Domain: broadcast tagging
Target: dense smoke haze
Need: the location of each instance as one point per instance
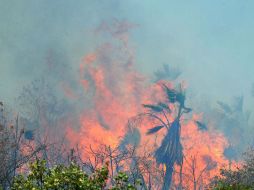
(98, 72)
(211, 42)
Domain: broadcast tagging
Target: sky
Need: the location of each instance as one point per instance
(212, 42)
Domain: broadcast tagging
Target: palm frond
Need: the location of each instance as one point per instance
(153, 107)
(154, 130)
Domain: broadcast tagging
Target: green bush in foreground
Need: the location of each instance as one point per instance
(67, 178)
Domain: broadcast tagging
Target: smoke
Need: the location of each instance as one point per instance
(99, 60)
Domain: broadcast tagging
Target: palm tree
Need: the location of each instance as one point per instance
(170, 151)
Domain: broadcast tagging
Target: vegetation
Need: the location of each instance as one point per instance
(241, 178)
(69, 177)
(170, 151)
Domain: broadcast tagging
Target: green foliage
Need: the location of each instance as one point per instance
(224, 186)
(67, 178)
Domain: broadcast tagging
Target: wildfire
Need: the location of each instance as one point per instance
(116, 93)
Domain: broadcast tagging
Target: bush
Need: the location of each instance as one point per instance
(69, 177)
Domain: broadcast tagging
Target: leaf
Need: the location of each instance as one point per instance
(164, 106)
(154, 130)
(187, 110)
(153, 107)
(226, 108)
(201, 126)
(171, 94)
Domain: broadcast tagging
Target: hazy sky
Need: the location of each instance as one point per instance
(212, 41)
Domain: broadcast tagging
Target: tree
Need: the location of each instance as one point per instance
(15, 149)
(170, 151)
(240, 178)
(69, 177)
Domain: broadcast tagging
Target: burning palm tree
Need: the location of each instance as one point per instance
(170, 151)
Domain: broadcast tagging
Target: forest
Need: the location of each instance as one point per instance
(126, 95)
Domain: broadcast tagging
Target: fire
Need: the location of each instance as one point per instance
(116, 93)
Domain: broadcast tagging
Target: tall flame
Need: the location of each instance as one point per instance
(116, 93)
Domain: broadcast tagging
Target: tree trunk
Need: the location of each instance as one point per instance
(167, 178)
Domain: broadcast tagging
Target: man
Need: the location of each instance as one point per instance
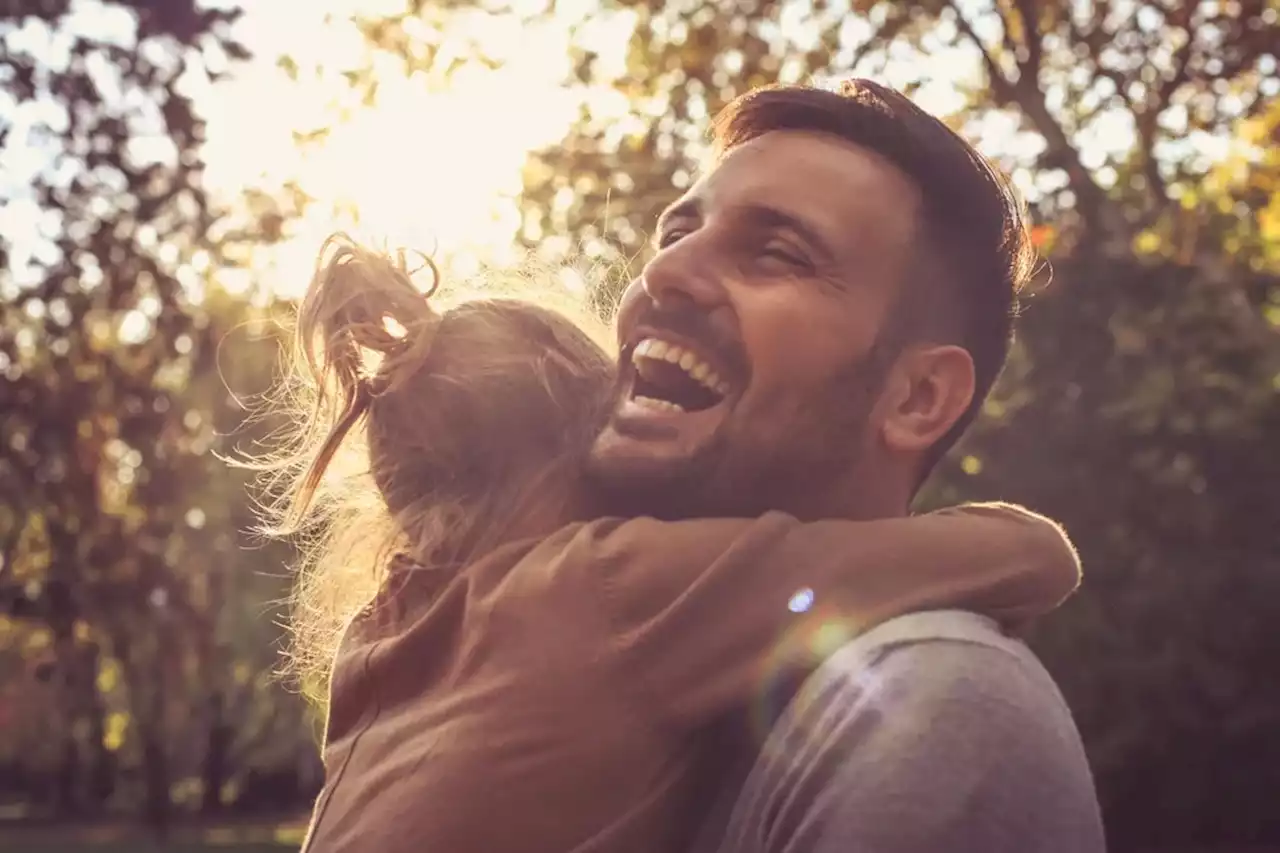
(827, 309)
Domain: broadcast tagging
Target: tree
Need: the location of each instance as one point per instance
(1139, 405)
(122, 573)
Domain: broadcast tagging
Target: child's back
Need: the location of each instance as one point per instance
(530, 682)
(549, 696)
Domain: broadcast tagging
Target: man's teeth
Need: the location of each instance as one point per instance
(684, 359)
(662, 405)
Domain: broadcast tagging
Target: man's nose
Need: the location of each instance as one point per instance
(685, 274)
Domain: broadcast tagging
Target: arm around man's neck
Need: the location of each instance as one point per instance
(929, 734)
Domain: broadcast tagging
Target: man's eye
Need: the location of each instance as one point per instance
(786, 255)
(670, 237)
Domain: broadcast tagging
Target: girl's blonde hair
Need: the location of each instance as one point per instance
(411, 430)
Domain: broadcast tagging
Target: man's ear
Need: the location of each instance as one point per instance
(926, 392)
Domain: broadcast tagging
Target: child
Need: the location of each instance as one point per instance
(530, 679)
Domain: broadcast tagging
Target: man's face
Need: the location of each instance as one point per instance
(748, 345)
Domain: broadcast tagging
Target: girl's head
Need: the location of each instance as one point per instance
(438, 433)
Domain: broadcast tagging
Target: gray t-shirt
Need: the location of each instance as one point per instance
(932, 733)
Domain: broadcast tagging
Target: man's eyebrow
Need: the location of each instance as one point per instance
(682, 209)
(767, 217)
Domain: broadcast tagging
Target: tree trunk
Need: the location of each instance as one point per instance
(218, 744)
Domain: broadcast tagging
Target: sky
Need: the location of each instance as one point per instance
(434, 164)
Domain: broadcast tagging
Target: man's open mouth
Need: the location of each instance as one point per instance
(672, 377)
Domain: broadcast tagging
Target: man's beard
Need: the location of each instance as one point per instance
(740, 474)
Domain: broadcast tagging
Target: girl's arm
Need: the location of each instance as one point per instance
(702, 612)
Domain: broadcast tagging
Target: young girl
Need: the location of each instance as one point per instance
(524, 676)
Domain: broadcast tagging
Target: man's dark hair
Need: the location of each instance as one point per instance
(978, 254)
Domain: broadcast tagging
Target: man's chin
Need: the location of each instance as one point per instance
(659, 457)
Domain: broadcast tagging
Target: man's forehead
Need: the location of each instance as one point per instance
(804, 173)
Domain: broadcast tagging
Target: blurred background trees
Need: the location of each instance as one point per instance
(1142, 405)
(136, 641)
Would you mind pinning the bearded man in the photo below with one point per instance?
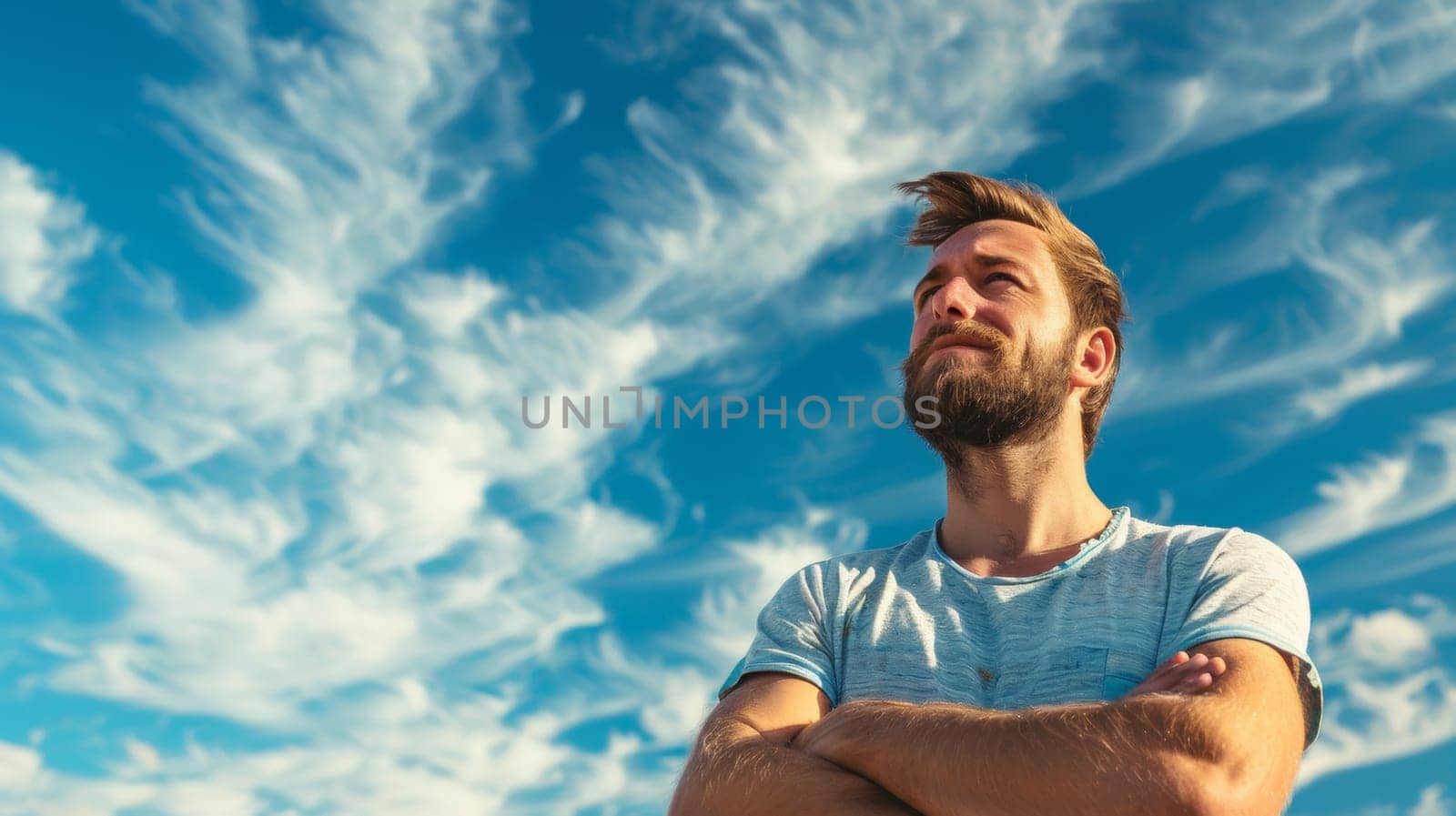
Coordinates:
(1033, 652)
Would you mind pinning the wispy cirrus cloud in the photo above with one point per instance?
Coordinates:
(1387, 692)
(43, 237)
(1372, 286)
(1251, 67)
(1383, 492)
(795, 138)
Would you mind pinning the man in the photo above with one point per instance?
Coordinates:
(1034, 652)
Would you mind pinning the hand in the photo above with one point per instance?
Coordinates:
(1181, 674)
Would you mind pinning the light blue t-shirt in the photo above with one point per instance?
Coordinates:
(907, 623)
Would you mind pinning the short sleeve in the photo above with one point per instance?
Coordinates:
(793, 636)
(1251, 588)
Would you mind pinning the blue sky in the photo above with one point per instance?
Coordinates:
(276, 278)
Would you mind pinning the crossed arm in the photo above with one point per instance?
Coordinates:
(1230, 748)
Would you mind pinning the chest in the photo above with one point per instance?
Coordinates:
(999, 646)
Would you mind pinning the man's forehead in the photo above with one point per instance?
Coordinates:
(995, 237)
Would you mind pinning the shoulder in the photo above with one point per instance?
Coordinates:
(865, 568)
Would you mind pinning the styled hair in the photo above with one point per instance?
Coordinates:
(1094, 291)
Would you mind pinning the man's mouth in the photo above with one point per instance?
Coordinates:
(957, 342)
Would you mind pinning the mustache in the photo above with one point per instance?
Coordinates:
(968, 329)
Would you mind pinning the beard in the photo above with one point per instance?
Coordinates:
(985, 398)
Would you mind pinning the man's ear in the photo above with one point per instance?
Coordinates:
(1097, 349)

### What you have to do
Across the data, how many lines contain the string "shirt"? Only the number is wanted.

### Written answer
2